| Your task |
Collect every line below that contains the word "this".

| Stored data entries |
★ ★ ★ ★ ★ ★ ★
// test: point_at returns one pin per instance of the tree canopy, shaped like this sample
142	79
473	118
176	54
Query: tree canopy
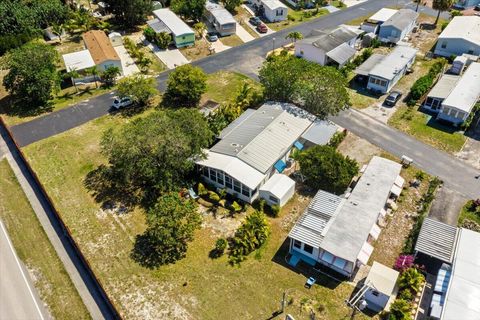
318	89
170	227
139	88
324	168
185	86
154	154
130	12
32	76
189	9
★ ★ ★ ★ ★ ★ ★
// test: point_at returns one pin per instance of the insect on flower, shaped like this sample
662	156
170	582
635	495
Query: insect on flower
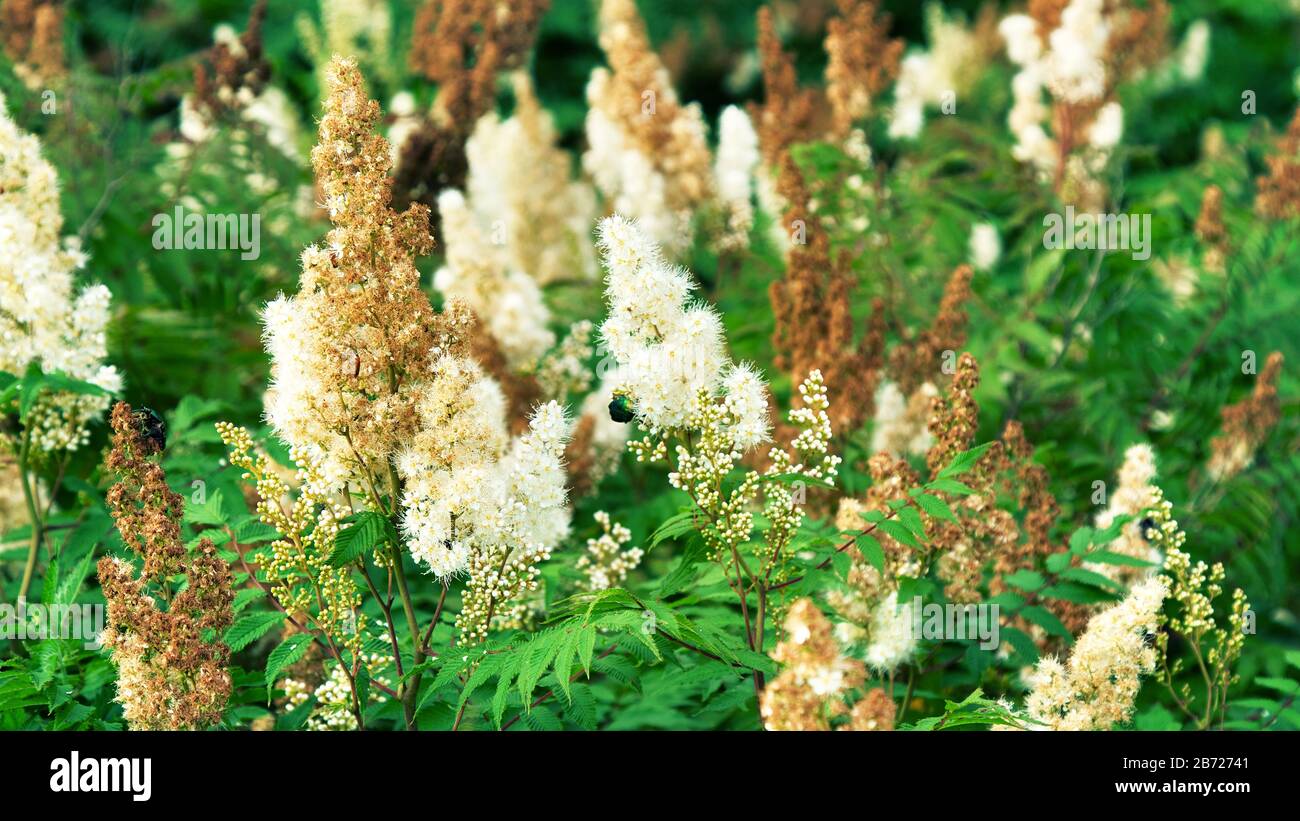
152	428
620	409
★ ★ ★ ★ ★ ★ ★
| Written answer |
// test: point_at returns one pin per instance of the tree canopy, shaped like this sample
// test: point_at returns one pin per instance of the insect on flower, shaped like this sample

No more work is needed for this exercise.